* Text shown:

Cross Product In Matrix Form

[johnalx]

Motivation

A proposal to include a cross_product_matrix() function in stdlib_linalg module that takes a 3×1 vector and returns the 3×3 skew-symmetric cross product operator matrix which is used in mechanics a lot to convert the cross product into a linear algebra operator.

An illustrative example of this function would be:

    pure function cross_product_matrix(a) result(c)
    real(dp), intent(in) ::a(3)
    reaL(dp) :: c(3,3)
    real(dp) :: x,y,z

    x = a(1)
    y = a(2)
    z = a(3)
    ! define column-by-column (negative of row-major display)
    c = reshape( &
        [ 0._dp,  z,                -y, &
                  -z, 0._dp,         x, &
                   y,        -x, 0._dp], [3,3])
    end function cross_product_matrix

This allows a vector cross producrt c=a×b to be described using linear algebra as the matrix-vector multiplication c=A*b where A=a× is the cross product matrix.

The use of this function would be in mechanics. For example building a 3×3 rotation matrix from an axis vector and an angle scalar

    pure function rotation_matrix(axis, angle) result(R)
    real(dp) :: R(3,3)
    real(dp), intent(in) :: angle, axis(3)
    real(dp) :: ax(3,3)

        ! Form an identiy matrix
        R = 0._dp
        R(1,1) = 1._dp
        R(2,2) = 1._do
        R(3,3) = 1._dp

        ! Form the cross product matrix
        ax = vector_cross_matrix(axis)

        ! Rodrigues Rotation Formula
        R = R + sin(angle)*ax + (1._dp - cos(angle))*matmul(ax, ax)

    end function rotation_matrix

or finding the mass moment of inertia tensor of a body based on the parallel axis theorem

    pure function parallel_axis_theorem(I, m, r) result(Ip)
    real(dp) :: Ip(3,3)
    real(dp), intent(in) :: I(3,3), m, r(3)
    real(dp) :: rx(3,3)

        ! Form the cross product matrix
        rx = vector_cross_matrix(r)

        ! Parallel Axis Theorem
        Ip = I - m*(matmul(rx, rx))
    end function parallel_axis_theorem

Prior Art

Existing cross product function cross_product() takes two vectors and returns their cross product vector as a result.

stdlib/src/stdlib_linalg_cross_product.fypp

Line 4 in 2bdc50e

and the linear algebra module definition file:

stdlib/src/stdlib_linalg.fypp

Line 4 in 2bdc50e

#:set RHS_SUFFIX = ["one","many"]

Additional Information

No response

* Directions:
1. Does each statement agree with the cross product matrix proposal? Answer yes or no for each, quoting the words from it that decide the matter.
(a) The proposed function takes a 3×1 vector and gives back a 3×3 matrix.
(b) The existing cross_product() function returns a matrix.
(c) The rotation matrix example relies on the Rodrigues Rotation Formula.
2. Can you reproduce the part of the cross product matrix proposal starting with "pure function rotation_matrix(axis, angle)" and going on through "ax = vector_cross_matrix(axis)", without changing a character?
Nothing in the data below matters for this work.

* Data rows:

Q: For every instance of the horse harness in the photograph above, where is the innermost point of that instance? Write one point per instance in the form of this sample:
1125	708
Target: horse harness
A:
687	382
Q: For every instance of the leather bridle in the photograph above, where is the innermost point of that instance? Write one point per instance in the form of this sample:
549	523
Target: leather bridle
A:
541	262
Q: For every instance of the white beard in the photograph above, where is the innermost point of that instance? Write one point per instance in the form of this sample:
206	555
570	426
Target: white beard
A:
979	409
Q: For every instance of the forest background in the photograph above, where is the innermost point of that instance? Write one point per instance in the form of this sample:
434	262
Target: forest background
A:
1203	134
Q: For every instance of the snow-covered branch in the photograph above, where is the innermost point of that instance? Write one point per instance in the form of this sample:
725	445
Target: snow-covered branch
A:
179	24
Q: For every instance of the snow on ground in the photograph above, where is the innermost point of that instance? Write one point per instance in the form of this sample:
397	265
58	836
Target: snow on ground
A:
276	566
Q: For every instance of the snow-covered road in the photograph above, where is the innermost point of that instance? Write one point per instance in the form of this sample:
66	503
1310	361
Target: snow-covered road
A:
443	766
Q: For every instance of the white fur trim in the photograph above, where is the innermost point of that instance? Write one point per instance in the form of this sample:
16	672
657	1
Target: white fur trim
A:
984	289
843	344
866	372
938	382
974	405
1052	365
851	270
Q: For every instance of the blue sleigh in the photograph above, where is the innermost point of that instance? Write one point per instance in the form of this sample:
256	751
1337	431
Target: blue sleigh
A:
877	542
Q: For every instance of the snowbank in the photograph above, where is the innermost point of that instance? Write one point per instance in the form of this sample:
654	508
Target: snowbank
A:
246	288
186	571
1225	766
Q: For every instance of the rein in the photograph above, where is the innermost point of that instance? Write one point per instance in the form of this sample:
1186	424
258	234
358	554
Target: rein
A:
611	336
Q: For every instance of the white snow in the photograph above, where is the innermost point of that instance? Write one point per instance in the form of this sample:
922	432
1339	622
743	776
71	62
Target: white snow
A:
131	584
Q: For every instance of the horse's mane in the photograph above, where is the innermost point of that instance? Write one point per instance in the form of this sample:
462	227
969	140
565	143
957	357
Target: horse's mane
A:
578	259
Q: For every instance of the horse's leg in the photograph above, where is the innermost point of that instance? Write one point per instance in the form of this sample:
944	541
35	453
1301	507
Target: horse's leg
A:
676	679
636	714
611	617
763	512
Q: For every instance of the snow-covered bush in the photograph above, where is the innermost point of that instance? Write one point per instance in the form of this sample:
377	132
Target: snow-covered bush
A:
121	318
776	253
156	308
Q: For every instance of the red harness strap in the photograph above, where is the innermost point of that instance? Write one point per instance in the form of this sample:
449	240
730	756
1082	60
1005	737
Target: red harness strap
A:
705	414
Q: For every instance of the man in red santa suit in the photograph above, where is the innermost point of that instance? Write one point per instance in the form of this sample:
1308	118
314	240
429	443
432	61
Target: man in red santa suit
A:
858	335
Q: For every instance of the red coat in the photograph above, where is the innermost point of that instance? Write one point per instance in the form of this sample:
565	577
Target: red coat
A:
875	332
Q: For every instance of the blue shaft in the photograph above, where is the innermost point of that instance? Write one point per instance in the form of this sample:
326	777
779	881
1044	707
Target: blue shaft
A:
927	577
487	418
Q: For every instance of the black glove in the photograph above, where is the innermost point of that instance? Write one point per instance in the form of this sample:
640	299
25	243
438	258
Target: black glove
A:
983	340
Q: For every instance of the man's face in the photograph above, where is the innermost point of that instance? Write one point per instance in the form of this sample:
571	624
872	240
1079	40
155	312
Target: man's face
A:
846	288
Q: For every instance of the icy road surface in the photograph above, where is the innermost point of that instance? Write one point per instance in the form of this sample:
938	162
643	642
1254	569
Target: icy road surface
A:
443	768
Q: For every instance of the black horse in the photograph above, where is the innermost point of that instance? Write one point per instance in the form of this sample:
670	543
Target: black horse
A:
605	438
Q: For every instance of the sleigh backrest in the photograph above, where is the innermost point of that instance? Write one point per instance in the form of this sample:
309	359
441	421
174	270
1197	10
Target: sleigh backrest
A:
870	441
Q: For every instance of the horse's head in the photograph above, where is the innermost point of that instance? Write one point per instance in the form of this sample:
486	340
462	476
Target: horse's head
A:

* Answers to each task:
1.
(a) Yes: "takes a 3×1 vector and returns the 3×3 skew-symmetric cross product operator matrix"
(b) No: "takes two vectors and returns their cross product vector as a result"
(c) Yes: "Rodrigues Rotation Formula"

2.
pure function rotation_matrix(axis, angle) result(R)
    real(dp) :: R(3,3)
    real(dp), intent(in) :: angle, axis(3)
    real(dp) :: ax(3,3)

        ! Form an identiy matrix
        R = 0._dp
        R(1,1) = 1._dp
        R(2,2) = 1._do
        R(3,3) = 1._dp

        ! Form the cross product matrix
        ax = vector_cross_matrix(axis)